** Opening Excerpt block **
As opposed to urban areas, where there is often a concerted, though too often unsuccessful, attempt to get guns off the street, small-town America cherishes its guns and its gun rights.
The Wise killings don’t fit this mold, in that Jesse Dee Wise Jr. is alleged to have killed his family members not with a gun but with his bare hands, strangling three of his victims and bludgeoning the others.
But the Lititz home that David Ludwig shared with his parents was fortified with an underground concrete “bunker” and more than 50 guns, including assault rifles.
When Roberts entered the Amish schoolhouse Monday, he was carrying three guns — a 12-gauge, pump-action shotgun, a Springfield Arms semi-automatic pistol, and a .3006 scoped rifle — and 600 rounds of ammunition. All of it was legal, say authorities.
“It’s hard to avoid coming to the conclusion that as long as society believes it’s important to have virtually unlimited access to firearms, these things are going to happen,” said Millersville’s Glazier.
Roberts’ rampage was at issue as the state House of Representatives last week debated proposed new gun control measures, all of which were voted down. Lancaster County District Attorney Donald Totaro, while noting that his office has made a concerted attempt to take down armed drug dealers and gang members in Lancaster, said he does not believe that tougher gun laws would have stopped Roberts from legally purchasing his weapons, nor would mandatory sentences for gun crimes have deterred Roberts from his “horrific crime.”
“Unfortunately, when someone without a criminal record or history of mental illness has a death wish, there is very little law enforcement or the Legislature can do to prevent such tragedy from occurring,” Totaro wrote in an e-mail.
And then, perhaps, there is the media frenzy itself.
It was inevitable, given how compelling the “murder in a small town” story line is. It’s a study in contrasts, bucolic Lancaster County and the heart of darkness revealed in each of these killings. That’s the stuff media feeding frenzies are made of.
But the blanket coverage most definitely imparts a heightened sense of fear, experts say. “It’s in everyone’s face,” said Millersville’s Glazier. “But do we really know that these sort of events didn’t happen before [the advent of the 24/7 media]?”
** Closing Excerpt block **
**Explore the material**
- A) In the excerpt on the Lancaster County killings, what happened to the proposed gun control measures that the state House debated?
- B) Carry on the excerpt on the Lancaster County killings from the point where it stops.
** Opening Input data block **
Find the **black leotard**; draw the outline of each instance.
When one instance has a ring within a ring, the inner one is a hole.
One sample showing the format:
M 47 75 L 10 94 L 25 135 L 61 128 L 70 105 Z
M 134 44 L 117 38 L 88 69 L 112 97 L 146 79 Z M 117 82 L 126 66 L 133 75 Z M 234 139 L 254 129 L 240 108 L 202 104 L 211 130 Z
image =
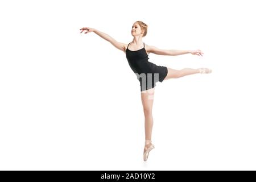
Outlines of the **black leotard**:
M 137 51 L 126 48 L 126 53 L 128 63 L 137 76 L 141 84 L 141 91 L 150 89 L 156 86 L 158 81 L 162 82 L 167 75 L 167 67 L 159 66 L 148 61 L 148 55 L 144 47 Z

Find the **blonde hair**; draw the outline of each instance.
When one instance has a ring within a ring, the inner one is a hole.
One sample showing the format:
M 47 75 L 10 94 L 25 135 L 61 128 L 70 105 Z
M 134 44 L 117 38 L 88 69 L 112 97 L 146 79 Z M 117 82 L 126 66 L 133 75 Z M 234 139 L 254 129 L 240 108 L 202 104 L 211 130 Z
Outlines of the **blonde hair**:
M 135 23 L 138 23 L 138 24 L 139 24 L 142 31 L 144 30 L 144 33 L 143 35 L 142 35 L 142 37 L 145 36 L 147 32 L 147 24 L 142 21 L 137 21 Z

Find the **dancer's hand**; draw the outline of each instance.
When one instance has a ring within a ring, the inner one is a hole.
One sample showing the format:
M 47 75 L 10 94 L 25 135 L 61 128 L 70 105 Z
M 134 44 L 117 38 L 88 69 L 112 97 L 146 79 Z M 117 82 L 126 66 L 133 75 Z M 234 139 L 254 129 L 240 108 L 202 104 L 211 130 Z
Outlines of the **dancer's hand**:
M 195 50 L 195 51 L 190 51 L 190 53 L 194 55 L 197 55 L 197 56 L 203 56 L 203 55 L 204 53 L 199 49 Z
M 82 31 L 80 33 L 82 33 L 84 31 L 87 30 L 86 32 L 84 32 L 85 34 L 87 34 L 88 32 L 93 32 L 95 31 L 94 28 L 89 28 L 89 27 L 84 27 L 80 29 Z

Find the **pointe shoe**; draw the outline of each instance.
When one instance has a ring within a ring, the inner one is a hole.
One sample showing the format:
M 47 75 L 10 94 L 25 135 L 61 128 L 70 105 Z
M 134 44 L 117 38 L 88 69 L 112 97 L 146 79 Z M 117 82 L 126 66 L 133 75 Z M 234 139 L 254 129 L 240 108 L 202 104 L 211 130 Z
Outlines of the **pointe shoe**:
M 150 146 L 148 147 L 146 147 L 146 145 L 150 144 Z M 147 158 L 148 158 L 149 152 L 153 148 L 155 148 L 155 146 L 151 143 L 151 140 L 146 140 L 145 142 L 145 148 L 146 150 L 143 153 L 143 160 L 144 161 L 146 161 Z
M 199 73 L 212 73 L 212 69 L 209 68 L 199 68 Z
** Closing Input data block **
**Your responses**
- A) They were all voted down.

- B)
And yet some believe that the wall-to-wall lurid coverage can actually be a factor in the crimes themselves. That’s the idea behind “copycat” crimes, though Hill, the clinical psychologist and Millersville professor, was quick to caution that even while Roberts’ crime bore a resemblance to a school shooting the week before in Colorado. “I don’t think [Roberts] saw that and thought, ‘This is the way to go,’ ” said Hill.
However: “If we see someone do something that reflects on our own turmoil, it increases the odds we may act.”
In that way, he said, it’s possible that the Ludwig/Borden murders and the Wise killings themselves could have been factors, albeit among many, that prompted Roberts’ crime last week.
“Think of it as stacking one domino after another,” Hill said. Something served as a catalyst, but there might in fact have been many catalysts, several “triggers.”
Society wants to know exactly what they are so a reoccurrence can be prevented. But that’s the hardest thing, say the experts: We can try to understand why these crimes occur, but given the variables both in society and within the individual minds of those who do and those who might pull the trigger, there will always be a next rampage.
In the wake of Monday’s tragedy, “People are now going to spend money, time and energy” trying to devise a sure-fire way to prevent it from happening again, said Millersville’s Smith Wade-El.
As well they should.
“But it still will not provide them with a guarantee.”